[Supplied text]
Veerramani informs, “Whenever the government is helping to set up a Pharma Park, we request a common effluent treatment plant, which can be used by all the units in the park. With this, the individual investments and expenses from various units can be avoided. At the same time, a common effluent treatment plant can take up the responsibility for the effluent treatment of the entire park, effectively.”

This can be a corrective measure, as pharma industry also produces a lot of chemical waste. Replying to a query on whether the industry produces maximum chemical waste, Veerramani elaborates, “Many times while providing environmental clearance, the department considers pharma sector at par with large chemical industry and cement industries. This is not true. The pharmaceutical bulk drugs (APIs) have chemical waste, but since they are producing in kilograms, it is not comparable to cement plants, which produce in tonnes. Hence, effluents from the pharma industry is comparatively less than other sectors. In case of pharma formulation sector, it is much less than the API sector.”

Thomas agrees and says, “Every industry that deals with chemicals produces chemical waste. Thus, there is a limited scope for recycling and reusing chemical waste.”

She suggests, “We can overcome this challenges primarily by conducting research and development for all processes and products, to optimise the manufacturing process to increase yield and reduce waste generation. In addition, by adopting the concept of 3Rs – Recycling, Reprocessing and Recovery, industries can overcome the challenge of dealing with chemical waste to a good extent.”

The pharma industry generates waste water mainly through washing of equipment, or as part of the inherent ongoing processes. Even though waste water may be discharged in small volumes, it is highly polluted owing to its highly toxic organic content. It is, therefore, critical that industry ensures that this waste water is managed in a most eco-friendly way.

Another challenge being faced by the pharma industry is waste water management. Thomas feels, “As a pharma company, we need to understand the composition of our waste water if we are to find ways to effectively treat it. Some waste products are not treatable by traditional methods and so the need to implement and install special treatments and techniques to treat such waste becomes imperative.”

DG Shah, Secretary General, Indian Pharmaceutical Alliance (IPA) says, “The active pharmaceutical ingredient (API) is a polluting industry and subjected to stringent norms by the authorities. The waste water management is critical. The effluent treatment plants installed by many companies ensure that the waste water is treated before discharge.”

[Source data]
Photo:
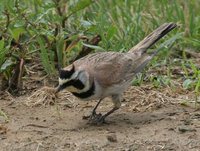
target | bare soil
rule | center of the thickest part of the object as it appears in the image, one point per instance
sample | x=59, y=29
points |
x=149, y=119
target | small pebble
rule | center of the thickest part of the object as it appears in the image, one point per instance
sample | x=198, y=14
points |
x=112, y=138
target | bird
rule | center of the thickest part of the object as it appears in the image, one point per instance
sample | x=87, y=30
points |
x=108, y=74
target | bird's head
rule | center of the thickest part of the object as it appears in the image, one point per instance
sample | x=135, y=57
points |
x=72, y=80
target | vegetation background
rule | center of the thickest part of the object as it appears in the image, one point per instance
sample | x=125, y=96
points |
x=56, y=32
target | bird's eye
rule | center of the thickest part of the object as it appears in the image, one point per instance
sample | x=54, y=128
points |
x=66, y=74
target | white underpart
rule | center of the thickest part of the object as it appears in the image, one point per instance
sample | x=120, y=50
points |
x=82, y=77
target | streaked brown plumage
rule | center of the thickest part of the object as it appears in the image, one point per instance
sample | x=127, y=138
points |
x=109, y=74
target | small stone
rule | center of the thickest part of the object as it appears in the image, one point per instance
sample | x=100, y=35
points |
x=184, y=129
x=112, y=138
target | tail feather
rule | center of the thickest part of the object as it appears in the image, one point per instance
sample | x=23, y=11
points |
x=152, y=38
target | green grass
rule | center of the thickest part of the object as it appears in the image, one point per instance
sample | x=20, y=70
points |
x=41, y=27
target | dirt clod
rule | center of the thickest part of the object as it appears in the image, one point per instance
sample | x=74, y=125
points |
x=112, y=138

[Exercise goal] Can you extend the article on effluent and waste management in the pharma industry, picking up after its final paragraph?

[Result of this task]
Informing about Sanofi’s waste water management activities, Thomas says, “In addition to the processes, we use waste water management, such as the zero liquid discharge. We also use innovative technologies like membrane filtration and thermal evaporation/ crystallisation to treat, recycle, and reuse waste water.”

Many pharma companies do have pollution control systems in place. Veerramani informs, “Many of the API plants already have a green belt around the industry. Besides, by establishing a sound effluent treatment plants systems, the pharma sector can definitely be a clean industry without affecting the environment.”

Sanofi has already commenced several activities on this front. Thomas shares, “There are several such measures that pharma companies are and should undertake towards a clean and green industry. At Sanofi, we have been successful in implementing initiatives at our production sites that have given us excellent result.”

She continues, “We also strongly support the use of renewable energy to reduce carbon footprint. In fact, Sanofi is amongst the few healthcare companies that explores the use of renewable energy sources for our manufacturing operations. At Sanofi’s Ankleshwar manufacturing site, we have installed windmills to generate renewable power, for captive consumption. Our Goa manufacturing site utilises biomass from agro waste, to generate energy. The biomass project helped create employment for local villagers and reduce the site’s steam cost as well as its dependence on fossil fuel.

Thus pharma companies in India do seem to be on the right path, but will need a helping hand from the government as well.